The genetic basis of BS has been investigated in cattle (e.g. [3]) and dogs (e.g. [4]). In non-giant dog breeds, Rimbault et al. [5] showed that about half of the variance in BS can be explained by seven single nucleotide polymorphisms (SNPs) that lie in close proximity to the GHR, HMGA2, SMAD2, STC2, IGF1 and IGF1R genes. In humans, until recently, more than 20 genome-wide association studies (GWAS) identified over 400 candidate genes associated with human stature [6]. Interestingly, in human populations, mutations with an intermediate effect cannot be or are poorly detected by current approaches, whereas such mutations can occasionally be detected in domestic animals when artificial selection or genetic drift increases their frequency [2].

Tasks to perform:
1. Summarize the passage on the genetic basis of BS in two sentences.
2. Transcribe the part of the passage on the genetic basis of BS between "The genetic basis" and "their frequency [2].", inclusive.

Data provided:
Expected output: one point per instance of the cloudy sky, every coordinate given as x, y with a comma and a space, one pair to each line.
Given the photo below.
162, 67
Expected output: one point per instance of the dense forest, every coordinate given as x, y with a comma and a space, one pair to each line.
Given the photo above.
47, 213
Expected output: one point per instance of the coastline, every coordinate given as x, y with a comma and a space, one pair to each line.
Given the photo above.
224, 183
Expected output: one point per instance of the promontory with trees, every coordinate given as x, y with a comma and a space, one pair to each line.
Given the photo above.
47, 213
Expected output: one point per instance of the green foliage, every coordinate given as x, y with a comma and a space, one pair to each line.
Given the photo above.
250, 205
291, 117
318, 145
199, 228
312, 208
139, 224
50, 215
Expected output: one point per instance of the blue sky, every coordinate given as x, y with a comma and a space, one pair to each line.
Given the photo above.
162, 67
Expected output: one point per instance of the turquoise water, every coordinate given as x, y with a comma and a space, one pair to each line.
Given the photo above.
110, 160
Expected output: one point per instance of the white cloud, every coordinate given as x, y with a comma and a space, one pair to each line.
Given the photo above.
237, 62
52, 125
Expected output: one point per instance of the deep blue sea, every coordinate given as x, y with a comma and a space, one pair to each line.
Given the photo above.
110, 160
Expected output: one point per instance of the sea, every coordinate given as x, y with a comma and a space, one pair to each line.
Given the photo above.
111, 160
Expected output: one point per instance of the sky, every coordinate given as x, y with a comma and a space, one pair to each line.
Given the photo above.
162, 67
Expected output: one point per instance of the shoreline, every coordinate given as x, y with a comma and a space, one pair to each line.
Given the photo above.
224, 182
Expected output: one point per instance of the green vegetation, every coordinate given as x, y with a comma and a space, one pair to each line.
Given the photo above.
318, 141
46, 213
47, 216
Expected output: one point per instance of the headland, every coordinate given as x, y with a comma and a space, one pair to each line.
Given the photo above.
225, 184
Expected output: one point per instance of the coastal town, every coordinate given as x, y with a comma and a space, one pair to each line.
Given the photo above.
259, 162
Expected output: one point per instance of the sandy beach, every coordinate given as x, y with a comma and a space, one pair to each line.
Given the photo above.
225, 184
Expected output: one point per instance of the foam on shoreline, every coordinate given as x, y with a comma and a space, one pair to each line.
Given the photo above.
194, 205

Solutions per task:
1. The genetic basis of BS has been studied in cattle and dogs, and in non-giant dog breeds about half of the variance is explained by seven SNPs near the GHR, HMGA2, SMAD2, STC2, IGF1 and IGF1R genes. In humans, more than 20 GWAS have identified over 400 candidate genes for stature, but mutations with an intermediate effect are hard to detect in human populations, whereas in domestic animals they can occasionally be detected when artificial selection or genetic drift raises their frequency.

2.
The genetic basis of BS has been investigated in cattle (e.g. [3]) and dogs (e.g. [4]). In non-giant dog breeds, Rimbault et al. [5] showed that about half of the variance in BS can be explained by seven single nucleotide polymorphisms (SNPs) that lie in close proximity to the GHR, HMGA2, SMAD2, STC2, IGF1 and IGF1R genes. In humans, until recently, more than 20 genome-wide association studies (GWAS) identified over 400 candidate genes associated with human stature [6]. Interestingly, in human populations, mutations with an intermediate effect cannot be or are poorly detected by current approaches, whereas such mutations can occasionally be detected in domestic animals when artificial selection or genetic drift increases their frequency [2].